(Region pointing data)
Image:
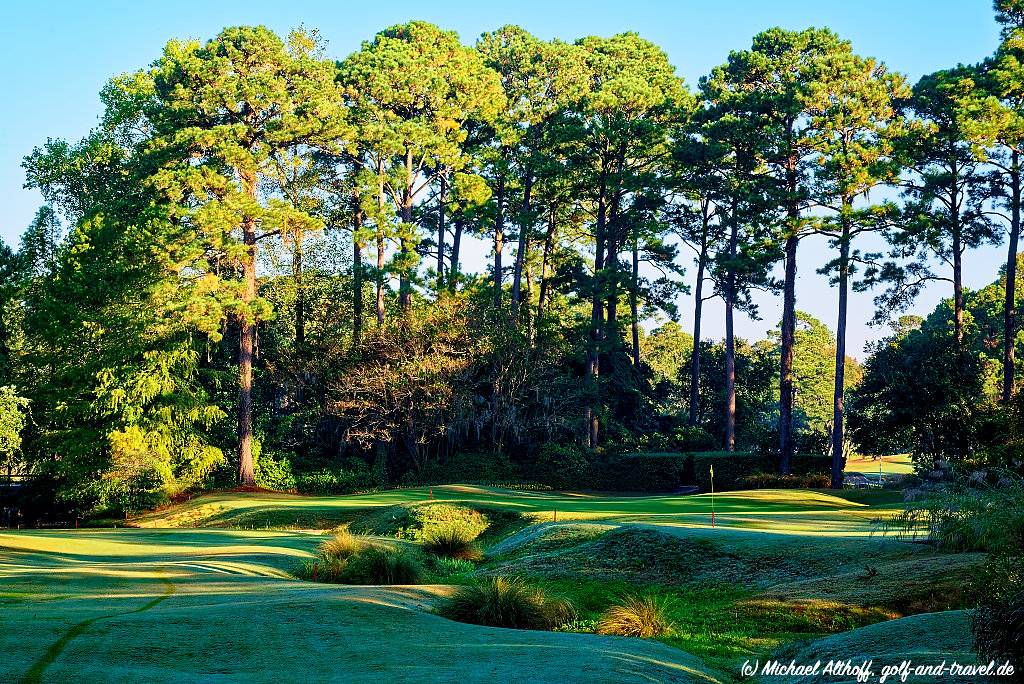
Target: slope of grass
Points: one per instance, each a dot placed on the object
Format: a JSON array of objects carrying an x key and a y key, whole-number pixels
[
  {"x": 785, "y": 511},
  {"x": 132, "y": 605},
  {"x": 926, "y": 640}
]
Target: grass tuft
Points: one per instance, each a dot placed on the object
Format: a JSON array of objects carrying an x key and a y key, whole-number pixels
[
  {"x": 508, "y": 602},
  {"x": 644, "y": 616},
  {"x": 383, "y": 565},
  {"x": 344, "y": 545},
  {"x": 453, "y": 543}
]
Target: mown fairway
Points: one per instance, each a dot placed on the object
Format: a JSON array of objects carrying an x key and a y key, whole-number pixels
[{"x": 218, "y": 603}]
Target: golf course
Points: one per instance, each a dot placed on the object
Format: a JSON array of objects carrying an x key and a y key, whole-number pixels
[{"x": 207, "y": 589}]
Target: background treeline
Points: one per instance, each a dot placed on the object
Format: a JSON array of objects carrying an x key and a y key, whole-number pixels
[{"x": 252, "y": 269}]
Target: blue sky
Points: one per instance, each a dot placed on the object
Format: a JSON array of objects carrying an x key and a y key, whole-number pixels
[{"x": 54, "y": 57}]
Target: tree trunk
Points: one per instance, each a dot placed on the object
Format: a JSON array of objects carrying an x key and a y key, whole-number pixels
[
  {"x": 730, "y": 339},
  {"x": 525, "y": 224},
  {"x": 1010, "y": 305},
  {"x": 596, "y": 318},
  {"x": 542, "y": 296},
  {"x": 247, "y": 341},
  {"x": 404, "y": 281},
  {"x": 499, "y": 239},
  {"x": 786, "y": 386},
  {"x": 839, "y": 395},
  {"x": 300, "y": 292},
  {"x": 634, "y": 308},
  {"x": 380, "y": 244},
  {"x": 697, "y": 312},
  {"x": 356, "y": 273},
  {"x": 456, "y": 247},
  {"x": 440, "y": 234}
]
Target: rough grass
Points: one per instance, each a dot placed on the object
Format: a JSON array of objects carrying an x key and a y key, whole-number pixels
[
  {"x": 508, "y": 602},
  {"x": 217, "y": 604},
  {"x": 452, "y": 543},
  {"x": 351, "y": 559},
  {"x": 926, "y": 639},
  {"x": 642, "y": 616}
]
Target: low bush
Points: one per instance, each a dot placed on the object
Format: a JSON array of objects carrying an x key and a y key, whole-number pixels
[
  {"x": 643, "y": 472},
  {"x": 507, "y": 602},
  {"x": 329, "y": 482},
  {"x": 468, "y": 468},
  {"x": 453, "y": 543},
  {"x": 643, "y": 616},
  {"x": 563, "y": 467},
  {"x": 776, "y": 481},
  {"x": 964, "y": 518}
]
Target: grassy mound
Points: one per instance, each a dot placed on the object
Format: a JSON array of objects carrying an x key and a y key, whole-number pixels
[
  {"x": 926, "y": 639},
  {"x": 508, "y": 602},
  {"x": 665, "y": 555}
]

■ **ABOUT THIS TASK**
Reproduce all of the data exactly; the pictures do not belong in the copy.

■ **TASK RESPONSE**
Image:
Target: slope of grass
Points: one per instance, each a dot placed on the object
Format: a JSON array of objects carrying an x key and a y key, whole-number pixels
[
  {"x": 785, "y": 511},
  {"x": 132, "y": 605},
  {"x": 926, "y": 640}
]
Target: grass tuft
Points: one per instance, each a dot placed on the object
Format: a JSON array of objects carrying an x key and a y key, whole-number pixels
[
  {"x": 508, "y": 602},
  {"x": 644, "y": 616},
  {"x": 383, "y": 565},
  {"x": 344, "y": 545},
  {"x": 453, "y": 543}
]
Target: mown fairway
Points: one per instance, each a dot placed on the object
Format: a JSON array of objects carrying an x key and a y key, whole-number pixels
[{"x": 218, "y": 603}]
Target: golf course
Points: one per instance, each a dot placed on the object
Format: a JSON array of objects carrying an x key and a y key, whole-number pixels
[{"x": 207, "y": 589}]
Target: background treeline
Points: one per instance, each a dot placed on the object
Format: a JSON array of objects carrying an x key and a y key, whole-number pixels
[{"x": 252, "y": 269}]
Target: blue sky
Points: one per instance, each a dot placed on the object
Format: a JSON array of objects carrying an x key and a y key, whole-number pixels
[{"x": 54, "y": 57}]
Target: tree trunk
Points: one per instance, each a dot placed on the object
Format: a JSON array of objects carrying an x key and a y key, whole-number pixels
[
  {"x": 730, "y": 339},
  {"x": 525, "y": 224},
  {"x": 1010, "y": 305},
  {"x": 596, "y": 318},
  {"x": 542, "y": 296},
  {"x": 247, "y": 341},
  {"x": 404, "y": 281},
  {"x": 499, "y": 239},
  {"x": 786, "y": 386},
  {"x": 839, "y": 395},
  {"x": 300, "y": 292},
  {"x": 634, "y": 308},
  {"x": 380, "y": 244},
  {"x": 697, "y": 312},
  {"x": 356, "y": 273},
  {"x": 456, "y": 247},
  {"x": 440, "y": 234}
]
Target: rough grass
Points: one per instance, each a dot placed on the object
Format: a JSON array of objects carrying an x key and a y key, whole-number pixels
[
  {"x": 508, "y": 602},
  {"x": 217, "y": 604},
  {"x": 452, "y": 543},
  {"x": 351, "y": 559},
  {"x": 926, "y": 639},
  {"x": 642, "y": 616}
]
Target: low bush
Points: one per instance, each a dot placed on the object
Format: a JSON array of objects carrying an x key and a y key, whole-number pixels
[
  {"x": 643, "y": 472},
  {"x": 507, "y": 602},
  {"x": 329, "y": 482},
  {"x": 468, "y": 468},
  {"x": 453, "y": 543},
  {"x": 643, "y": 616},
  {"x": 563, "y": 467},
  {"x": 776, "y": 481},
  {"x": 964, "y": 518}
]
Target: grassy mound
Points: one per instance, each a dot placed on the object
Format: a JSON array of objects carrying an x key and a y key, whole-number pixels
[
  {"x": 926, "y": 639},
  {"x": 508, "y": 602},
  {"x": 665, "y": 555}
]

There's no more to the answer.